» What the task asks: Copy the records verbatim, beginning with the line that contains "Task: confirm every instance of the back" and ending with the line that contains "[[45, 240]]", both lines included.

>> Start Available data

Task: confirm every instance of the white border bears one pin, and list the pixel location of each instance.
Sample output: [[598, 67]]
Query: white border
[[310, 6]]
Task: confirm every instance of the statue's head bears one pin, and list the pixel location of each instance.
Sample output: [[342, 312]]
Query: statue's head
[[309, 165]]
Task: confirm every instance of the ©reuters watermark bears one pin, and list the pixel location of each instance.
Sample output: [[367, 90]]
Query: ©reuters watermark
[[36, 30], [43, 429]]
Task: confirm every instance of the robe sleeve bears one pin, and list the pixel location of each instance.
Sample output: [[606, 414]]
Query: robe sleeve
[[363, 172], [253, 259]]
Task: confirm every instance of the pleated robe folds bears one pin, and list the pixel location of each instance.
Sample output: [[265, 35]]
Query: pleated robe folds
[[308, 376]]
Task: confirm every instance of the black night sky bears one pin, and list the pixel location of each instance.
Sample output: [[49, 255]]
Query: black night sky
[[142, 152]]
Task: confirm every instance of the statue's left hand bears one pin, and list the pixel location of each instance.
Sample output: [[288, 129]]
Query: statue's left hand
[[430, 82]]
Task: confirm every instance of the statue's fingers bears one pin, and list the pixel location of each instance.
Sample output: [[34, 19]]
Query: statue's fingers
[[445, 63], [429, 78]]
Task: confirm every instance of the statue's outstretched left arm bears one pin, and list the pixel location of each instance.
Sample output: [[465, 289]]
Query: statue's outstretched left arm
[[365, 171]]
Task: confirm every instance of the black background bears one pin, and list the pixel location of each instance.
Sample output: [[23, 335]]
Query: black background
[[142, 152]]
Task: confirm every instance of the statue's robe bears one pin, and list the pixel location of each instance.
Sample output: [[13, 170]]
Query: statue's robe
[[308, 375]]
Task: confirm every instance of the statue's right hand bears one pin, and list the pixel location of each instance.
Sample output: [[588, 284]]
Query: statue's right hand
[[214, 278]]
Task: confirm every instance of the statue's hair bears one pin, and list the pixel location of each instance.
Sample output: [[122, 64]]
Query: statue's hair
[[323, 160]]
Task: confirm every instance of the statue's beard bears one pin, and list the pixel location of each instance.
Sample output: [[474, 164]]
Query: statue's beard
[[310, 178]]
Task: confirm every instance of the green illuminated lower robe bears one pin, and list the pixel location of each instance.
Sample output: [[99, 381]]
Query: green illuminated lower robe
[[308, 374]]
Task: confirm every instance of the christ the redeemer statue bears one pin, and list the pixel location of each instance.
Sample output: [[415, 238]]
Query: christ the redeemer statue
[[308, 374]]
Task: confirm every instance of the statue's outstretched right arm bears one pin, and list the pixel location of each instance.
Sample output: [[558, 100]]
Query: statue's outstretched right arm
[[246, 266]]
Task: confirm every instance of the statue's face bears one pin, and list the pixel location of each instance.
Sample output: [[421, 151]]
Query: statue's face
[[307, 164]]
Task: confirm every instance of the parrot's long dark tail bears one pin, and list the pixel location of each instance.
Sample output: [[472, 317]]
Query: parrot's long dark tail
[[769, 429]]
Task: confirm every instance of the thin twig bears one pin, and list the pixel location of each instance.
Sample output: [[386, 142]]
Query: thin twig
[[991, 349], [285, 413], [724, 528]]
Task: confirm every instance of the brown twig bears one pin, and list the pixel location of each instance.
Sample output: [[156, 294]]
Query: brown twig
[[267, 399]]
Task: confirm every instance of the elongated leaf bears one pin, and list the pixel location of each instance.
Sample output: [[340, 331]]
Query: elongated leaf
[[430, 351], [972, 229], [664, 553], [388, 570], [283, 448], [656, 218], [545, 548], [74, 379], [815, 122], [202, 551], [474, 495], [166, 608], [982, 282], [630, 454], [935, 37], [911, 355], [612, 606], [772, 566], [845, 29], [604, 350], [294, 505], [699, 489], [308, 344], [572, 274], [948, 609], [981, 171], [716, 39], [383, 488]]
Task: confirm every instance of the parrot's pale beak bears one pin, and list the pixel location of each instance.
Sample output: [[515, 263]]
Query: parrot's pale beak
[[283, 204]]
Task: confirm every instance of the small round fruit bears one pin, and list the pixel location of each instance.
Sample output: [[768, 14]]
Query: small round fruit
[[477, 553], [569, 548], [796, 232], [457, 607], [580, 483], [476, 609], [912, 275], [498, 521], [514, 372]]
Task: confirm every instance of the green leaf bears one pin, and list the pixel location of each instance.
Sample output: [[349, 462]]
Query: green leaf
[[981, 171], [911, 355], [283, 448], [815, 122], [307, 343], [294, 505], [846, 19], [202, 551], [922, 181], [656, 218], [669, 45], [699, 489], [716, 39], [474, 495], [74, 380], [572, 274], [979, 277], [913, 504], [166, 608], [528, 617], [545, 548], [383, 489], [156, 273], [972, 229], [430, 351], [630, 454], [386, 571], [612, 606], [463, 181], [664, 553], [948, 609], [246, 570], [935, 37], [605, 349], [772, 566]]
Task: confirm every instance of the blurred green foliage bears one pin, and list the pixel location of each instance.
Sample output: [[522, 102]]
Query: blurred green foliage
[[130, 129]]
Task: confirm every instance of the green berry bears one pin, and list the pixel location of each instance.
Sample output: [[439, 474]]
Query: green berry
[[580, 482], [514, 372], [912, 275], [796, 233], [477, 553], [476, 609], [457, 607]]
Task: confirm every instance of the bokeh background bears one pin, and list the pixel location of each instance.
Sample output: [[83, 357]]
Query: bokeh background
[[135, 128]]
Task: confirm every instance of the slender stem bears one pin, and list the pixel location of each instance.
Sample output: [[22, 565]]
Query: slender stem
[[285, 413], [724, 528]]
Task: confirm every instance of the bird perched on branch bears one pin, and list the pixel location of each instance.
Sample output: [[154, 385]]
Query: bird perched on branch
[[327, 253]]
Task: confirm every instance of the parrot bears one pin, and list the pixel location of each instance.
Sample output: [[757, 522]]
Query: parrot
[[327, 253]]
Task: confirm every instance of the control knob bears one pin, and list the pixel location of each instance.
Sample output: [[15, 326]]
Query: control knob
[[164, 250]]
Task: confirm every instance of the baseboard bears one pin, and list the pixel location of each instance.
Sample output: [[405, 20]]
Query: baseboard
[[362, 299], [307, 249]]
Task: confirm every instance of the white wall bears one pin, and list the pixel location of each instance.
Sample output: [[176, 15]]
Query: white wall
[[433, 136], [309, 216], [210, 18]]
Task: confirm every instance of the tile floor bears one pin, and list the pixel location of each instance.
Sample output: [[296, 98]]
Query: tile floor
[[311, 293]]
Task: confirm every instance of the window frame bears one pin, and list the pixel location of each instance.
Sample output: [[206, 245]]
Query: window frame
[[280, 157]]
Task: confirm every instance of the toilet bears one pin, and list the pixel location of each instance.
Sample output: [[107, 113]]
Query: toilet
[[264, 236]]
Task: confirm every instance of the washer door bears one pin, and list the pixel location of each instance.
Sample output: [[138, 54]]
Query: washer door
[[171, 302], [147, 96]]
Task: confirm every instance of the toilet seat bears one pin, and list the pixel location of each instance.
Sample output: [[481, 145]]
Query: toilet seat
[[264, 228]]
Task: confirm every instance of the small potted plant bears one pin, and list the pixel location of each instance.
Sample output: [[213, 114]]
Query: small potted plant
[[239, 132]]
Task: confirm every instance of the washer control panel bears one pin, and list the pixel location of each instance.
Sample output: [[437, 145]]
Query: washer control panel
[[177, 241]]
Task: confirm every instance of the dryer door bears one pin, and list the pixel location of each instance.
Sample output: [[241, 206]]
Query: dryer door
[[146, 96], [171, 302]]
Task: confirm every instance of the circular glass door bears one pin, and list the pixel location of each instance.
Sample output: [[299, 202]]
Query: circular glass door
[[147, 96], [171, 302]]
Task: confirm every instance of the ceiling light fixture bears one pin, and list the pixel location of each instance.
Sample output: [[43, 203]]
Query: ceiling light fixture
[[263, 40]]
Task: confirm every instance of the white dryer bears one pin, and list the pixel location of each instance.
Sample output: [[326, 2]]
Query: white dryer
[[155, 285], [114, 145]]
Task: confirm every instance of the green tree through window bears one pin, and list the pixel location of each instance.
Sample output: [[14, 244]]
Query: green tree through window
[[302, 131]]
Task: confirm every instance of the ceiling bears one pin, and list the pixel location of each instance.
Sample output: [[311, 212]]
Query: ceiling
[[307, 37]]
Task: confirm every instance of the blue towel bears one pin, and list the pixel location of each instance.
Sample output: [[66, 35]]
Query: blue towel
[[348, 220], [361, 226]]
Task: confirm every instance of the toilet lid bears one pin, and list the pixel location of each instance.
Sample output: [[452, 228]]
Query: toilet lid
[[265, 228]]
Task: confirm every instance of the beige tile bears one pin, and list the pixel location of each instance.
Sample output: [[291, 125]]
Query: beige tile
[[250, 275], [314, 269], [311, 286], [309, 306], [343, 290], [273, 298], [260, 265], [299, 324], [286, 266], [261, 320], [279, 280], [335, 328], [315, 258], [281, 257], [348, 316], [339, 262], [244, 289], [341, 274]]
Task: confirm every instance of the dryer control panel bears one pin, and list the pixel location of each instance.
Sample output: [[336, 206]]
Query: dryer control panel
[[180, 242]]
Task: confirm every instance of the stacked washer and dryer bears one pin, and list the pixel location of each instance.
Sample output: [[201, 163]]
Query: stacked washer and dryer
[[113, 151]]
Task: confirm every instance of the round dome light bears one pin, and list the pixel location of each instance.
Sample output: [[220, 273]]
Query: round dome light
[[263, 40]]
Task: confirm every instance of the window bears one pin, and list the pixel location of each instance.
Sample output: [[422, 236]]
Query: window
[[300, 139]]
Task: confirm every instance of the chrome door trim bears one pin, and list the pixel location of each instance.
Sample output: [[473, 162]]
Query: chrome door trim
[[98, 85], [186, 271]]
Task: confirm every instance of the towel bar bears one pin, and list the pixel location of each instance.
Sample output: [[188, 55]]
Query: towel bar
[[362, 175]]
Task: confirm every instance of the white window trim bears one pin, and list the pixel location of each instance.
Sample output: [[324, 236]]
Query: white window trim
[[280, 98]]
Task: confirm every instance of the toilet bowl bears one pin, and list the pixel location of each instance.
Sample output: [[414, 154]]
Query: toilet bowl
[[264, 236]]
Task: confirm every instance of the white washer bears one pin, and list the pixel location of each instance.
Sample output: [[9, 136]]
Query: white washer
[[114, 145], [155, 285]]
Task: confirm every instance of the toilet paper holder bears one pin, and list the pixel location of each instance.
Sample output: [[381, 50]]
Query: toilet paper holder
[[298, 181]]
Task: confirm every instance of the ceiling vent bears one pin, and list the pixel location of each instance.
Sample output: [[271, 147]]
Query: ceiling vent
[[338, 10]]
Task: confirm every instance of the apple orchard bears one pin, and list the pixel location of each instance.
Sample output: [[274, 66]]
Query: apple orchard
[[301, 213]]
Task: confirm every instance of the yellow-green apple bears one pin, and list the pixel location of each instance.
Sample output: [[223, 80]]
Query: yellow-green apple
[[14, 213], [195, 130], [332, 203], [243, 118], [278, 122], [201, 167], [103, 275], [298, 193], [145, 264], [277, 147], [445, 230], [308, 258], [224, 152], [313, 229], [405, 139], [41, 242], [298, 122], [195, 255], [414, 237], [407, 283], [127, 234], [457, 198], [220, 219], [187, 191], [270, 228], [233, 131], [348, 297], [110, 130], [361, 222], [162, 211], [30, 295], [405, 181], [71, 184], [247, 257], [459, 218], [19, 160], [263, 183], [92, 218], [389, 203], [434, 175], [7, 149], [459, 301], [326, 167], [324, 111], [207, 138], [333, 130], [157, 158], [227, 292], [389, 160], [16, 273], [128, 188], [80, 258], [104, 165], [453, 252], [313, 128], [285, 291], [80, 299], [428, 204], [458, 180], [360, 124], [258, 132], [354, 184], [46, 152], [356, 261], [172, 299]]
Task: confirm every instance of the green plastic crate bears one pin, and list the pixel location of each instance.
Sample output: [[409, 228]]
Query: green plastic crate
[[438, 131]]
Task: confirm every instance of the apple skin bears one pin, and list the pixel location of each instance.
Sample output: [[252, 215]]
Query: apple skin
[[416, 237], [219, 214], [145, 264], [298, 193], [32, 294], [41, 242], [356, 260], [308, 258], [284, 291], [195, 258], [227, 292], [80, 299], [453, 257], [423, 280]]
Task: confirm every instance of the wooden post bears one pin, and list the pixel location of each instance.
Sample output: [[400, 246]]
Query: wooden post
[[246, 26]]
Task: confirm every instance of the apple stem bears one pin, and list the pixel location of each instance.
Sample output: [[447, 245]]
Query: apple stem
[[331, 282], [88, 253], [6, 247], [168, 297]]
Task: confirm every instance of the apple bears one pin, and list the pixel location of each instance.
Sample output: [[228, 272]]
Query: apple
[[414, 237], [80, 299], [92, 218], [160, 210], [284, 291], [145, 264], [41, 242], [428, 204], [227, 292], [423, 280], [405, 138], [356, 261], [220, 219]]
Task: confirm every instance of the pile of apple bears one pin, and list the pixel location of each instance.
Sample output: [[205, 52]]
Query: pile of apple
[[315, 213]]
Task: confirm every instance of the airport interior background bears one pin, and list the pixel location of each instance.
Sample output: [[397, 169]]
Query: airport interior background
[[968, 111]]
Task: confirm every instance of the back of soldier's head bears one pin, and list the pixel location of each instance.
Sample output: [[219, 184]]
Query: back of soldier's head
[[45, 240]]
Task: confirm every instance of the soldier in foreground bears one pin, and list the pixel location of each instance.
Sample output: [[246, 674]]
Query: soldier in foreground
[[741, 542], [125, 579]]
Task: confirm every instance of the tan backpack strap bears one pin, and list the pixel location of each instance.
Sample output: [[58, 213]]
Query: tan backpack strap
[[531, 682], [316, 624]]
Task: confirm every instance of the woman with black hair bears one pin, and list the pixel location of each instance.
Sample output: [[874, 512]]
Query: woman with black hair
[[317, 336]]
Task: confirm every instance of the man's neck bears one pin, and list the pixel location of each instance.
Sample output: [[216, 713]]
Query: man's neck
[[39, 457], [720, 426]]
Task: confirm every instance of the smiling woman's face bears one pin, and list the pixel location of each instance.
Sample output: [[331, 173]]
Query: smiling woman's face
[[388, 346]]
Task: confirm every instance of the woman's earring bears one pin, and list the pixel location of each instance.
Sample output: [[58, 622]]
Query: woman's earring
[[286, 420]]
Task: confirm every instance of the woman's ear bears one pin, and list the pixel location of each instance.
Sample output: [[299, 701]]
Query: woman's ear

>> End Available data

» Finished exercise:
Task: confirm every instance of the back of soldier's head bears one pin, and list the pixel location of each instance.
Sample output: [[219, 184]]
Query: back of soldier's head
[[45, 240]]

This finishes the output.